(Pointing dataset excerpts)
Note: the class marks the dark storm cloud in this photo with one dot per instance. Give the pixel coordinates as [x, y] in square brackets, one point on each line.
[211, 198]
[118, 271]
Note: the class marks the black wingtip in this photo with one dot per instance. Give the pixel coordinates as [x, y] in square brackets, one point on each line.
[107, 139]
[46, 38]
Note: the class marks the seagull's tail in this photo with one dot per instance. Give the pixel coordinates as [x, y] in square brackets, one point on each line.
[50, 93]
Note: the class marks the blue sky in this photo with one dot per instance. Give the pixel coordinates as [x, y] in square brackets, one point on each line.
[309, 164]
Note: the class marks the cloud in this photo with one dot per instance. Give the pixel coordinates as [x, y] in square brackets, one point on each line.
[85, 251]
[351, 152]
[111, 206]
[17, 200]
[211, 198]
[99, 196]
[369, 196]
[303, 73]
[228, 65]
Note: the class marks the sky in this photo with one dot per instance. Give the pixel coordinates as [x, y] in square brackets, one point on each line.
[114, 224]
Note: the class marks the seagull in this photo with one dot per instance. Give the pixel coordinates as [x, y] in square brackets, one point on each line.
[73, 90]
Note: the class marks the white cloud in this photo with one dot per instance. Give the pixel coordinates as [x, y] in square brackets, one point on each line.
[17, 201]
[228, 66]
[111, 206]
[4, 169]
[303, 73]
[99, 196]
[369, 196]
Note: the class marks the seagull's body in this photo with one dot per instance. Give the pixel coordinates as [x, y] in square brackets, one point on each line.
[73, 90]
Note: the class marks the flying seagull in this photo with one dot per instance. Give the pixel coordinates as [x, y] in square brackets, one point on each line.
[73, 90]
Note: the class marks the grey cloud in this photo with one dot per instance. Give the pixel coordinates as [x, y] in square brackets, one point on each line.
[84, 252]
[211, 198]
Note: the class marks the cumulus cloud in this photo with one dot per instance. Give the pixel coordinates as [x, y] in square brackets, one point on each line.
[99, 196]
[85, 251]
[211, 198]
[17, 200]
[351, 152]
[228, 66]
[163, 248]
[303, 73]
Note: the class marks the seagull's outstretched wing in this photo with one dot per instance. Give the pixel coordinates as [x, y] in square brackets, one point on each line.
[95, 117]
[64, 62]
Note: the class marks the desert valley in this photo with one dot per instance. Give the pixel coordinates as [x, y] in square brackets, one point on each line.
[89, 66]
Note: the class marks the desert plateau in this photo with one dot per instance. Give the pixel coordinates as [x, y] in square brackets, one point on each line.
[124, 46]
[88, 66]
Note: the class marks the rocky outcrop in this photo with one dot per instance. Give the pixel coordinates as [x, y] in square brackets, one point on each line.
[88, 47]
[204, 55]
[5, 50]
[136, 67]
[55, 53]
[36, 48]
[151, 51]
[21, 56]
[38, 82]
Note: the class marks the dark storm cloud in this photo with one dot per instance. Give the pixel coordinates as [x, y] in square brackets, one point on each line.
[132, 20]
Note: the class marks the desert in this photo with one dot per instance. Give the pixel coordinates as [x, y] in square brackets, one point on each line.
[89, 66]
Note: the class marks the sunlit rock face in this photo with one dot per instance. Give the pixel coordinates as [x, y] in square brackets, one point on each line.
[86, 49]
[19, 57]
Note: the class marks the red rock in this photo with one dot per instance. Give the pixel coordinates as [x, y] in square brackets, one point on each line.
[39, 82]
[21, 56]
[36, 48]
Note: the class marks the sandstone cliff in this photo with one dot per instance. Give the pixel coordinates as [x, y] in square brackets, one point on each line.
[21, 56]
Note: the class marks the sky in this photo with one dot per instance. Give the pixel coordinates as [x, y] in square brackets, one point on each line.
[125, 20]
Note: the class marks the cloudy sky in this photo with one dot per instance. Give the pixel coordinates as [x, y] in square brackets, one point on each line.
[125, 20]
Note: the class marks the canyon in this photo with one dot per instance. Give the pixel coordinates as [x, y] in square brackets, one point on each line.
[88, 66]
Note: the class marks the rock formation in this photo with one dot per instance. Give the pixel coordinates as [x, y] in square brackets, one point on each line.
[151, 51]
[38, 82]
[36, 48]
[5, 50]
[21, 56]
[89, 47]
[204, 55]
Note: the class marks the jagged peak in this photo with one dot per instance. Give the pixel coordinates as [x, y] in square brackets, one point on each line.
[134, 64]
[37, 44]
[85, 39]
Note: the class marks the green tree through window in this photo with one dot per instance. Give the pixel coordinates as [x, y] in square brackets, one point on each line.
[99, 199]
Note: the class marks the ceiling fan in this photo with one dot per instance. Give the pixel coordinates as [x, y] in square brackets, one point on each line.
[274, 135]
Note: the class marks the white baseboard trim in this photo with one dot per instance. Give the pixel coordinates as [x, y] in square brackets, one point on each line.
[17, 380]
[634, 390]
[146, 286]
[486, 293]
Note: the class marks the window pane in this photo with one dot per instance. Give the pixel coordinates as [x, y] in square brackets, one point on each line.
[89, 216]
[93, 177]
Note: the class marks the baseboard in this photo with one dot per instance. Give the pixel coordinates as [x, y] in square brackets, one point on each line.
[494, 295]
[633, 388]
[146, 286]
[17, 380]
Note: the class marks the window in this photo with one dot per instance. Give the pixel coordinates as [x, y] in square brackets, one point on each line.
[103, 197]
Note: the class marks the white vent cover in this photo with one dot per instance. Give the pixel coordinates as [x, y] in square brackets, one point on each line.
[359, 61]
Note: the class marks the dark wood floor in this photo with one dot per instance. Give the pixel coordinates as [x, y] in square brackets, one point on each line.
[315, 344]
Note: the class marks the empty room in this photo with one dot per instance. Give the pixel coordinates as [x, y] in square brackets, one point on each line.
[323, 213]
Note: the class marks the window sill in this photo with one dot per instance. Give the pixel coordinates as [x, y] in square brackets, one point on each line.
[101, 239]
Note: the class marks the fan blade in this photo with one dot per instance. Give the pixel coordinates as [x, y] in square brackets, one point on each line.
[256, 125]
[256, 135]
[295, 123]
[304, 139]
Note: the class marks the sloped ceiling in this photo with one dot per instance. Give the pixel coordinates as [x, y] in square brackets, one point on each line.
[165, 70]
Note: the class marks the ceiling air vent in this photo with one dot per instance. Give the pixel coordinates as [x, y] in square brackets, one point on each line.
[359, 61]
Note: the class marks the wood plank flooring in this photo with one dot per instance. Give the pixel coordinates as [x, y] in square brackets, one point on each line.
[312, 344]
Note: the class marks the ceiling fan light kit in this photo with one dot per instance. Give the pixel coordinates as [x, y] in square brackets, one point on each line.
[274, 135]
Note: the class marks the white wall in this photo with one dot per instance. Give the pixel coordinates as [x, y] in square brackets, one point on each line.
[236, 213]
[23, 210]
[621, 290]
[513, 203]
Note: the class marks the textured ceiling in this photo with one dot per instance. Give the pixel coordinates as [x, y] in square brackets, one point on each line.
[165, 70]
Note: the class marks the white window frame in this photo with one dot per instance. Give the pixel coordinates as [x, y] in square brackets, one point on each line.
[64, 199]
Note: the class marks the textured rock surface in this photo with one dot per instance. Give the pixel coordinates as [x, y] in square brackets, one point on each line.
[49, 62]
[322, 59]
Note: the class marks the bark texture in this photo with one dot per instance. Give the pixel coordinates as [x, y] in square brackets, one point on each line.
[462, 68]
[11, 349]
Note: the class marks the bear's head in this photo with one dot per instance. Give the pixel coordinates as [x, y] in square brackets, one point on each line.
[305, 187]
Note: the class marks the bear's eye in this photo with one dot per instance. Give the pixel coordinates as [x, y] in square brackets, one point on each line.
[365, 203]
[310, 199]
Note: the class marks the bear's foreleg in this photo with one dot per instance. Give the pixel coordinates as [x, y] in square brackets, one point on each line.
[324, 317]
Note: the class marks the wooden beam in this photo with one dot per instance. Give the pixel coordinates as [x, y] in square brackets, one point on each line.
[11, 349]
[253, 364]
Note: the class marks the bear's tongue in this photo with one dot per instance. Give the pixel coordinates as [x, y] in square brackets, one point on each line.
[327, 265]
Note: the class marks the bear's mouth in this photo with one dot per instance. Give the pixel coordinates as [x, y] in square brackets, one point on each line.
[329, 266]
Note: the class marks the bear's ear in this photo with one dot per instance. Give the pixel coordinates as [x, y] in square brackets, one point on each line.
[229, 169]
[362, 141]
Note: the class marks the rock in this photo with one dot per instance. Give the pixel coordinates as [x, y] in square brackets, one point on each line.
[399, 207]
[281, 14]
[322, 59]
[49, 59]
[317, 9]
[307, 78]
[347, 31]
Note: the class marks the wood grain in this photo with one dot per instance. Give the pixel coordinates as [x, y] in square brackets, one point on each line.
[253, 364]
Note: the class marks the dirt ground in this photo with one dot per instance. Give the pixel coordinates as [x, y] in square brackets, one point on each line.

== TASK TO CARRY OUT ==
Extract, unchanged, the closing run of lines that opens with the line containing "Note: the class marks the bark" and ends with the last line.

== REPLY ==
Note: the class marks the bark texture in this photo with one dot per instance. Give the pixel coordinates as [x, y] in square brackets, one point on each line.
[462, 68]
[11, 349]
Note: the class marks the bear's head in this photo with one dot per instance. Give the pixel coordinates as [x, y] in square brackets, one point on each line.
[305, 187]
Note: the class marks the bear's eye in this photo with one dot per instance. Give the pixel coordinates as [x, y] in square brackets, one point on each line.
[365, 203]
[310, 199]
Note: the class marks the bear's foreleg in this photo with one dot per instance. Give the pixel coordinates as [x, y] in square brackets, one point on each line.
[324, 317]
Note: the class marks the wooden beam in this photo with one dot per instance. Give the pixel coordinates as [x, y] in square brackets, one point on each line.
[11, 349]
[253, 364]
Note: the class marks the bear's tongue in this photo with one dot per instance. Give the pixel coordinates as [x, y] in square brackets, one point on each line.
[327, 265]
Note: the class marks the bear's mouth in this photo with one dot per instance. Give the pixel coordinates as [x, y] in square brackets, one point on each line.
[329, 266]
Note: the class marks the bear's ear in this photo with one dot per instance. Give the pixel coordinates as [x, y] in square brackets, one point on each line.
[229, 169]
[362, 141]
Note: the class marks the rock in this photo with one dot per instance. Give the pixel coordinates as [x, y] in square brackets, one point on each line.
[399, 207]
[281, 14]
[322, 59]
[49, 59]
[317, 9]
[307, 78]
[347, 31]
Note: the class marks the wood grain in this photo with one dot per instance. Give the pixel coordinates as [x, y] in square brackets, one point on each line.
[253, 364]
Note: the class marks the dirt ground in this photo with one dot per instance. Give the pixel coordinates as [x, y] in square brackets, one point on each line.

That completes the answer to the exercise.